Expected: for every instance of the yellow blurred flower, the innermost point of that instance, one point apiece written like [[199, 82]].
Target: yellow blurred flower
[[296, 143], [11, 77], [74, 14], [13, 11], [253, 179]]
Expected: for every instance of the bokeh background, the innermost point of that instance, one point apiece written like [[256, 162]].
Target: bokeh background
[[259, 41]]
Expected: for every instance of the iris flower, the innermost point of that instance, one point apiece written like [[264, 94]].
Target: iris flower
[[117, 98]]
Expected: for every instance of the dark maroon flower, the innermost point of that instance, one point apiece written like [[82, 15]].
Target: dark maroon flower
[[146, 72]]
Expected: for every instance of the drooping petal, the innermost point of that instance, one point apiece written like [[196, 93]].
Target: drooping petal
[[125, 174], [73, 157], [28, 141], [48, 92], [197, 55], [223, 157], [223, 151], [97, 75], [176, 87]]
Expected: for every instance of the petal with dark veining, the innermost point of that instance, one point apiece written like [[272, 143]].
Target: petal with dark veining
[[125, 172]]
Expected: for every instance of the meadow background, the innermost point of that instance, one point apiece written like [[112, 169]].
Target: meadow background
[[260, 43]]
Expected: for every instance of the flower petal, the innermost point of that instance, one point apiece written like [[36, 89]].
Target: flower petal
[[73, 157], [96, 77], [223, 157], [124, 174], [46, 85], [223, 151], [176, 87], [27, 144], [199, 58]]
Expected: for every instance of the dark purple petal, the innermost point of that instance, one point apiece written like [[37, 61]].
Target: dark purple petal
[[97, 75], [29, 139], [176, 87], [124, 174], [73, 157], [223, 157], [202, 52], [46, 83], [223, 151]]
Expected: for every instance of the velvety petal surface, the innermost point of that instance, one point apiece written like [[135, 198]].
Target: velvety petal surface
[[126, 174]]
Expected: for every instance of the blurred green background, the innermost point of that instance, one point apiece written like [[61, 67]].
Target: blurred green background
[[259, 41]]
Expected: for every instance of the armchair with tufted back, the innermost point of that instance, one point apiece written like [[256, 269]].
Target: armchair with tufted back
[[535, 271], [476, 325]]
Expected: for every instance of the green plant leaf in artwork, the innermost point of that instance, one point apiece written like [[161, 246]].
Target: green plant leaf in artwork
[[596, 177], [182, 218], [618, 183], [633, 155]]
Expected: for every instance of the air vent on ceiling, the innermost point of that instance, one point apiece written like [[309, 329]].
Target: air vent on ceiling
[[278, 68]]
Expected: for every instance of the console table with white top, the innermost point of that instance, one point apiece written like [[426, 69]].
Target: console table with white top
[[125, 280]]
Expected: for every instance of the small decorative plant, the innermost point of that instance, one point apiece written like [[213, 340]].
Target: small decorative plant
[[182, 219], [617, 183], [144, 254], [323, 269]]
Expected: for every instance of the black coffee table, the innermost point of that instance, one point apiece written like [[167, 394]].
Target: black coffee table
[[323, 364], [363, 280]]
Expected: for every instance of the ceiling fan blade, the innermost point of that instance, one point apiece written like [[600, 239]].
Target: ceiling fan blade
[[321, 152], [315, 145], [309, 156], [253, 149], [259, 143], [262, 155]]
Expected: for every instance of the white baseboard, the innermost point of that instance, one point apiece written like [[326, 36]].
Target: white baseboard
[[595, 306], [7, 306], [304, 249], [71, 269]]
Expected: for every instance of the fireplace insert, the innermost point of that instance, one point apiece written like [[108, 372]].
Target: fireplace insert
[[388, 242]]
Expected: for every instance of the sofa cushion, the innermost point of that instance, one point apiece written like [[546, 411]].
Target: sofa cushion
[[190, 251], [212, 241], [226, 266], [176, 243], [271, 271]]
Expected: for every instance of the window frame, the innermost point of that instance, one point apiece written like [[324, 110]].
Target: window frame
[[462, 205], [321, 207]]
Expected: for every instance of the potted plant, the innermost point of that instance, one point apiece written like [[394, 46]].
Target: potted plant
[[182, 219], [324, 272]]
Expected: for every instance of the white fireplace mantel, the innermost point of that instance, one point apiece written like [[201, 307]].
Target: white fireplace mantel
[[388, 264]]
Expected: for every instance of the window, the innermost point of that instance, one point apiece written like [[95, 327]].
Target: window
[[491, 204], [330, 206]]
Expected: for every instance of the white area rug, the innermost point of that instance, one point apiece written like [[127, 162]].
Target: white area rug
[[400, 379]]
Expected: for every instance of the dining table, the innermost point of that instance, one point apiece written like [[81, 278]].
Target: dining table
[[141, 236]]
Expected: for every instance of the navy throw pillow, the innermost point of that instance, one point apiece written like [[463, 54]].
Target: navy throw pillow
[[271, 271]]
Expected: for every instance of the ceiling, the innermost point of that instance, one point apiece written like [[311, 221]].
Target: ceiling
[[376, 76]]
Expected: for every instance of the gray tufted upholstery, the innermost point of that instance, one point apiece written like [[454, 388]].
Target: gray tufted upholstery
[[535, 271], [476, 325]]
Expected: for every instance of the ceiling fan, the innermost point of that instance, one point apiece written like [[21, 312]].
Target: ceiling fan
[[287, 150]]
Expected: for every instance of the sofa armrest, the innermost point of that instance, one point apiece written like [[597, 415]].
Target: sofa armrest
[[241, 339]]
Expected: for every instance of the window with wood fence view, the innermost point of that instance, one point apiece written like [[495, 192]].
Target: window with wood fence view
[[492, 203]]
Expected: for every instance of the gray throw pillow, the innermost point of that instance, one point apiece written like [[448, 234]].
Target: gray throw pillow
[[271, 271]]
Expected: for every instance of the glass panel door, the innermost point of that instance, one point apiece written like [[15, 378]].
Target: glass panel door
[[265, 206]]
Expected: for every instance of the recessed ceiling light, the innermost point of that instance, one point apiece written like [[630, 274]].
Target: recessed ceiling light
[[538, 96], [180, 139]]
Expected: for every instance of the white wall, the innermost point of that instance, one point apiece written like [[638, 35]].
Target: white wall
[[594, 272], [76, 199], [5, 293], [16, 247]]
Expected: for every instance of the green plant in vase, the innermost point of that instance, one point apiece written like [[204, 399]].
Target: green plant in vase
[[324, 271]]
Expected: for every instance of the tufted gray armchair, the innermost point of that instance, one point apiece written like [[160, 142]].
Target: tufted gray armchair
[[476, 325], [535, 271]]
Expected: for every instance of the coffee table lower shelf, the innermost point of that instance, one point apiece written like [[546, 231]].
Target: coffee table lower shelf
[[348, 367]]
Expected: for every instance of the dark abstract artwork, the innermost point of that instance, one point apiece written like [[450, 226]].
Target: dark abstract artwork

______

Retype the rows from the line with "Expected: for every instance of the dark maroon" up to and including the line with "[[146, 72]]", keeping every character unchanged.

## Output of the exercise
Expected: for every instance of the dark maroon flower, the innermost point of that instance, one point apiece written like [[82, 15]].
Target: dark maroon flower
[[146, 72]]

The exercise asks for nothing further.